▶ [QUOTED PASSAGE]:

::::::::

Preferably the motor 30 drives the pinion 32 via a gearbox having no backlash. This enables the motor 30 to accelerate, decelerate and stop the slurbar in a positive manner with minimum play. The motor 30 is preferably an A/C motor which is driven via an invertor drive capable of delivering a relatively large amount if power at acceleration and deceleration. Typically the arrangement is such that the slurbar is moved along a single stroke in about 0.2 seconds and that acceleration to a constant speed and deceleration is achieved in milliseconds. This means that for the majority of the stroke of the slurbar, the slurbar is displaced at a constant speed. A typical arrangement would be a 5.5K watt motor driven by a 11K watt A/C invertor.

By disconnecting the conventional draw mechanism 20, synchronism of the slurbar and carrier rod motion with the remaining operating motions of the knitting machine are no longer provided. Accordingly an electronic control system is provided which operates the motor 30 to determine the direction, speed and distance travelled by the slurbar arrangement in order to synchronise the motion of the slurbar and carrier rods with the remaining components of the machine. In order to determine the status of the machine in a knitting cycle, main drive sensing means 58 are provided which indicate the rotational position of the main drive shaft.

This may be achieved by an encoder (not shown) driven directly by the main cam shaft or by a proximity sensor 45 which senses the rotational position of the sensing disc 46 driven by the half speed shaft 12. The disc 46 preferably has two protrusions 47 which are sensed by the proximity sensor 45; each protrusion 47 being located to indicate the position of the main camshaft 14 at the start of a knitting cycle.

In the embodiment illustrated in Figure 2, a pair of stops 50,51 are provided for engaging the friction box 23 to thereby arrest its motion on reciprocation of the slurbar 21 and thus define the limits of reciprocation of the carrier rods 24 driven thereby.

::::::::

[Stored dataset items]
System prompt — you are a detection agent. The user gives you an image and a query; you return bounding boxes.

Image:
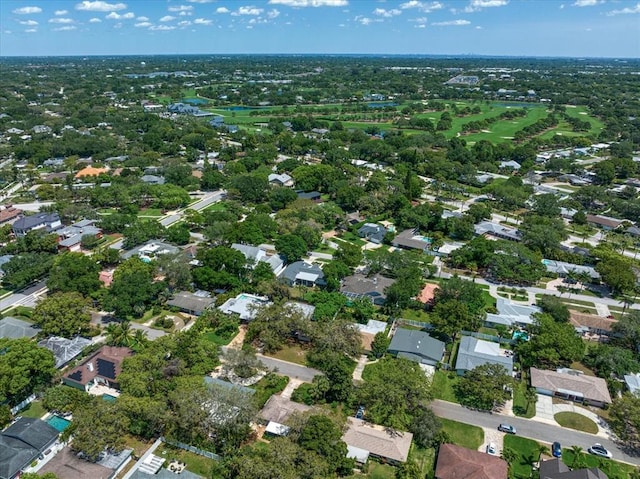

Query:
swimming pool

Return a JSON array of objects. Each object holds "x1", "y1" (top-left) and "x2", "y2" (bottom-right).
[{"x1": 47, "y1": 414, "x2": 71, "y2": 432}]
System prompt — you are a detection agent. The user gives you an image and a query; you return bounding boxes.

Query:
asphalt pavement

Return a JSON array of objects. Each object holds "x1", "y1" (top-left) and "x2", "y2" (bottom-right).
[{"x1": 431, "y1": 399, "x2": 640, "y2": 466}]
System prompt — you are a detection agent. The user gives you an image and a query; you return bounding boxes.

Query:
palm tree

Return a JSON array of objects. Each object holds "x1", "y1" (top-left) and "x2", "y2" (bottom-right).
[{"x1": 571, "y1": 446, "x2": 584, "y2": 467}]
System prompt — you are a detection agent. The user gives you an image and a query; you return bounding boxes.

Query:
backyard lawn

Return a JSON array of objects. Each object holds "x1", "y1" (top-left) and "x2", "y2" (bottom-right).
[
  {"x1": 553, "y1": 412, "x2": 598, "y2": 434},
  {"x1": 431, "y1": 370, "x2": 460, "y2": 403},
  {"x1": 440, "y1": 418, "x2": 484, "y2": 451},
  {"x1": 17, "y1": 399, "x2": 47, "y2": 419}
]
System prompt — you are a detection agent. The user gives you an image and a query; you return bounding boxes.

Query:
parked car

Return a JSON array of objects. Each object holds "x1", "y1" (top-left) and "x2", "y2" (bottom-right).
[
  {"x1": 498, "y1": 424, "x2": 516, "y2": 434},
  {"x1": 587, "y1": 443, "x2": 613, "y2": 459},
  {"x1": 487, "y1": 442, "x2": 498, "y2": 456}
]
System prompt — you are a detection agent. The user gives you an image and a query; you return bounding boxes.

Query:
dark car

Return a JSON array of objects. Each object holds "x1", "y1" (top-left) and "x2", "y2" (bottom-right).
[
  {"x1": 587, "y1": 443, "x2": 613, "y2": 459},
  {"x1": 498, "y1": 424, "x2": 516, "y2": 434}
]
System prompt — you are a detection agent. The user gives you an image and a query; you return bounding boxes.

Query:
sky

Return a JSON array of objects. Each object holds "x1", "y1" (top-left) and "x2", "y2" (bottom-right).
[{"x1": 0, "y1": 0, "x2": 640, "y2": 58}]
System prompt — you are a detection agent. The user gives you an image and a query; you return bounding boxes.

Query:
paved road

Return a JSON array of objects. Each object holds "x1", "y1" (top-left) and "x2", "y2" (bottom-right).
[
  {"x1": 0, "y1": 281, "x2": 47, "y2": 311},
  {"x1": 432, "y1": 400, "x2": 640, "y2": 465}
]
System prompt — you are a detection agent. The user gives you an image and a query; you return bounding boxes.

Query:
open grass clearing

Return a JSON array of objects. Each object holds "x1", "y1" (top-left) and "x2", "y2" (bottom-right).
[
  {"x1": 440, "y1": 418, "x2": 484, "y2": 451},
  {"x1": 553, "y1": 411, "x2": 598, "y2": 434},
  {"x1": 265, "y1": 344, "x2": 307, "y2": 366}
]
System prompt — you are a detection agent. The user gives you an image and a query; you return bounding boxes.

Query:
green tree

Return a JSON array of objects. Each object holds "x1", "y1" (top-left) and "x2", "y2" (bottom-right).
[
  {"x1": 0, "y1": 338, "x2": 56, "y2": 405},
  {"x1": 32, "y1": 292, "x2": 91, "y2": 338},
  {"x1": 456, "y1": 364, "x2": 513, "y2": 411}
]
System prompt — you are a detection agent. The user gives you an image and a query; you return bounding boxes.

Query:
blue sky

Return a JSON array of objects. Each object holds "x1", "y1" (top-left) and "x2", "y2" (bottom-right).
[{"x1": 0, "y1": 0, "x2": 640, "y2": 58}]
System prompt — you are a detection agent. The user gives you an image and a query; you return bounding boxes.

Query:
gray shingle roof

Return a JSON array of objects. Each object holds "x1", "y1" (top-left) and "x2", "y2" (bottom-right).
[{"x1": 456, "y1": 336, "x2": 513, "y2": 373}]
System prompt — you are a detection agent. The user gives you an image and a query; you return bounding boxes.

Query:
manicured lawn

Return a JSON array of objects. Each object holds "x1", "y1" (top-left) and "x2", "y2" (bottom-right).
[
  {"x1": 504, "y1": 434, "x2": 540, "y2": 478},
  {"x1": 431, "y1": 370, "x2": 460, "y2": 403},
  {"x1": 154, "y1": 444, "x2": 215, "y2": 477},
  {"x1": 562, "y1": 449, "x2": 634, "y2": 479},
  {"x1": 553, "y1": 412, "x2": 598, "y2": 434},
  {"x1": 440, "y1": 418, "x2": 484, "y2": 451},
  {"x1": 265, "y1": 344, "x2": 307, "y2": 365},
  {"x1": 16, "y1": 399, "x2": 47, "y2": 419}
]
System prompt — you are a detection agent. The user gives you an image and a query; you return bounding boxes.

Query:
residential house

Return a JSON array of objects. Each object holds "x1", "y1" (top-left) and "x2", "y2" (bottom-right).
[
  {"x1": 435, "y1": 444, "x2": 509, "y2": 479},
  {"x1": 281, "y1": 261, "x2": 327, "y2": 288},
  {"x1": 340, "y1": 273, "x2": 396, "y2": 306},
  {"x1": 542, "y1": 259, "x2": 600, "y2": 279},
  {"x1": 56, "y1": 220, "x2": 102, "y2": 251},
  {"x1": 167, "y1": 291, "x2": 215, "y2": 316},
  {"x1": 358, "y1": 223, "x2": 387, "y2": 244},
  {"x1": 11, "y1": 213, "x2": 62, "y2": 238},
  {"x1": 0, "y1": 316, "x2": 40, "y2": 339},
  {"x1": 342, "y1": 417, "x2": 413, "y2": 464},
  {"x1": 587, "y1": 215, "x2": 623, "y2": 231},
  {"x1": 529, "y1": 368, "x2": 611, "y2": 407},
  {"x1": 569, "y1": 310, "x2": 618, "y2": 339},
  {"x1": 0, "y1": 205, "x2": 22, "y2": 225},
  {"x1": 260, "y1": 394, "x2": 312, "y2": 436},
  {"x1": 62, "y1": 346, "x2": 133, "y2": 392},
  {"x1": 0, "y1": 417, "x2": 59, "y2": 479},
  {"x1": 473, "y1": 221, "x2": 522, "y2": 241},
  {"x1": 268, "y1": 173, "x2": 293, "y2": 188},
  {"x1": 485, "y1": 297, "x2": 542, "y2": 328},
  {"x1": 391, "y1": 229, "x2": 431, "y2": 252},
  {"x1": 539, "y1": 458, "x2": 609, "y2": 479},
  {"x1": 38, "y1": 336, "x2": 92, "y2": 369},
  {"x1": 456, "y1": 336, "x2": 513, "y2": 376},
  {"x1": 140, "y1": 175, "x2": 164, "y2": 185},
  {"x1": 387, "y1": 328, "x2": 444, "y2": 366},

::::::::

▶ [WRITTEN REQUEST 1]: According to the slurbar passage, which quantities does the electronic control system operate the motor 30 to determine for the slurbar arrangement? List each one.
▶ [WRITTEN REQUEST 2]: Write out the slurbar passage from "This may be" up to and including "24 driven thereby.".
▶ [WRITTEN REQUEST 3]:
Answer these questions using the slurbar passage:
(a) About how long does a single stroke of the slurbar take?
(b) How many protrusions does the sensing disc 46 preferably have?
(c) What do the stops 50,51 engage?

▶ [PROBLEM SOLUTION 1]:
- Direction
- Speed
- Distance travelled

▶ [PROBLEM SOLUTION 2]:
This may be achieved by an encoder (not shown) driven directly by the main cam shaft or by a proximity sensor 45 which senses the rotational position of the sensing disc 46 driven by the half speed shaft 12. The disc 46 preferably has two protrusions 47 which are sensed by the proximity sensor 45; each protrusion 47 being located to indicate the position of the main camshaft 14 at the start of a knitting cycle.

In the embodiment illustrated in Figure 2, a pair of stops 50,51 are provided for engaging the friction box 23 to thereby arrest its motion on reciprocation of the slurbar 21 and thus define the limits of reciprocation of the carrier rods 24 driven thereby.

▶ [PROBLEM SOLUTION 3]:
(a) About 0.2 seconds.
(b) Two.
(c) The friction box 23.